*** Opening of RECORDS FOR THIS TASK ***

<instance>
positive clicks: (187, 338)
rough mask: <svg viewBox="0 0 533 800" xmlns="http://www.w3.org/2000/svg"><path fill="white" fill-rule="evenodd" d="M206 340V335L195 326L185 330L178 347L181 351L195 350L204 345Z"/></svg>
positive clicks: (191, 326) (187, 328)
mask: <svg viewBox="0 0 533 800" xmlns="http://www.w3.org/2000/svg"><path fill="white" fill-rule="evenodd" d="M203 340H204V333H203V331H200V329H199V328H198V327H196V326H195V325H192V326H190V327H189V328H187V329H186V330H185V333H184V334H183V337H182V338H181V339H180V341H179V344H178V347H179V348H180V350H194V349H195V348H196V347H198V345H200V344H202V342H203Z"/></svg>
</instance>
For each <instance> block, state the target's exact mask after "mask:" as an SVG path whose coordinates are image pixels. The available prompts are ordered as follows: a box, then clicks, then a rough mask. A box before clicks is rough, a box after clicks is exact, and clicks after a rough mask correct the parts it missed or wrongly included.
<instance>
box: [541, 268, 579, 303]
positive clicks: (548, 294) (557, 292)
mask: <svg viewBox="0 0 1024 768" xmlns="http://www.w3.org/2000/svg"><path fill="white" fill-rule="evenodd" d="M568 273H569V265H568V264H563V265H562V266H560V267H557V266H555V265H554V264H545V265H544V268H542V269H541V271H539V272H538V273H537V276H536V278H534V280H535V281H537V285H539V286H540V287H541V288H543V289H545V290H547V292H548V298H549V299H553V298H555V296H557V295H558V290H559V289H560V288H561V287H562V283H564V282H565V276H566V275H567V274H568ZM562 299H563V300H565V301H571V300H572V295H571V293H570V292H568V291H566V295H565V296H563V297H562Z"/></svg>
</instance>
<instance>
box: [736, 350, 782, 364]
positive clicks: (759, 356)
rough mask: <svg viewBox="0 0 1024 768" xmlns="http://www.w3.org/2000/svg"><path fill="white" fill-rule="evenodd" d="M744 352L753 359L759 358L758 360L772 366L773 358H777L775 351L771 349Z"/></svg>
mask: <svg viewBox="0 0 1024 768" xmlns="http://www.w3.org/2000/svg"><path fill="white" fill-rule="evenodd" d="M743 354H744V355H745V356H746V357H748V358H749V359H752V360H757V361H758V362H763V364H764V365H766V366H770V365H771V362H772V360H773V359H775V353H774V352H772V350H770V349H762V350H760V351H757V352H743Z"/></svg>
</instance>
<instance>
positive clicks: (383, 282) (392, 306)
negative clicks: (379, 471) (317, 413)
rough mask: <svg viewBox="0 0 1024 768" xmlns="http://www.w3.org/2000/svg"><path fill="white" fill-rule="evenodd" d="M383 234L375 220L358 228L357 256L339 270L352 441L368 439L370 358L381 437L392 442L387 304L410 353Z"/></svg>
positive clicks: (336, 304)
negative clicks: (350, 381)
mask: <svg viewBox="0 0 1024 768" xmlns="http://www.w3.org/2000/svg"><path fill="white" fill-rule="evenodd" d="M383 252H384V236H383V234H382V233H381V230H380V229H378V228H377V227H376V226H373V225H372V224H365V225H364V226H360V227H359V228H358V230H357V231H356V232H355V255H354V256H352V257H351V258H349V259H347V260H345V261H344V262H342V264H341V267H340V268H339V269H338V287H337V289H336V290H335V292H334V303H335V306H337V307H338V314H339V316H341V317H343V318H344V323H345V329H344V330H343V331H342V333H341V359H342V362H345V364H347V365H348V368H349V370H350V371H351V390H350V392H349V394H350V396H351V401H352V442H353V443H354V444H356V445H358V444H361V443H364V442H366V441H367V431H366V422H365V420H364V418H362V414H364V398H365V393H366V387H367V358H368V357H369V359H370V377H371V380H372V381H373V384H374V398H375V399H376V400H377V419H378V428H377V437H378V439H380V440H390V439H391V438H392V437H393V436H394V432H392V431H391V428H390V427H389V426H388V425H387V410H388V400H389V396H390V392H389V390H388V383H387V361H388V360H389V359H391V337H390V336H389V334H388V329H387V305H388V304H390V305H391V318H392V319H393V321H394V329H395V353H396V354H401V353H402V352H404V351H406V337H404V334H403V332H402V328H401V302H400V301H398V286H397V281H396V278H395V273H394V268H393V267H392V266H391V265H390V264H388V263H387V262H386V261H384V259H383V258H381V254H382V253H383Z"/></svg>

*** Close of RECORDS FOR THIS TASK ***

YOUR INSTRUCTIONS
Reproduce only what lies between the start of the listing above and the end of the line containing "box: [541, 268, 579, 303]", keeping every line exact.

WRITTEN SOLUTION
<instance>
positive clicks: (187, 338)
rough mask: <svg viewBox="0 0 533 800" xmlns="http://www.w3.org/2000/svg"><path fill="white" fill-rule="evenodd" d="M206 340V335L195 326L185 330L178 347L181 351L195 350L204 345Z"/></svg>
positive clicks: (191, 326) (187, 328)
mask: <svg viewBox="0 0 533 800" xmlns="http://www.w3.org/2000/svg"><path fill="white" fill-rule="evenodd" d="M203 340H204V333H203V331H200V329H199V328H198V327H196V326H195V325H192V326H190V327H189V328H187V329H186V330H185V333H184V334H183V337H182V338H181V339H180V341H179V344H178V347H179V348H180V350H194V349H195V348H196V347H198V345H200V344H202V342H203Z"/></svg>
</instance>
For each <instance> block, state the target's exact mask after "mask:" as an SVG path whose coordinates are image pixels. The available prompts are ordered as follows: a box, then clicks, then a rough mask. A box before clicks is rough, a box after clicks is exact, and clicks after a rough mask correct the parts it missed or wrongly included.
<instance>
box: [541, 268, 579, 303]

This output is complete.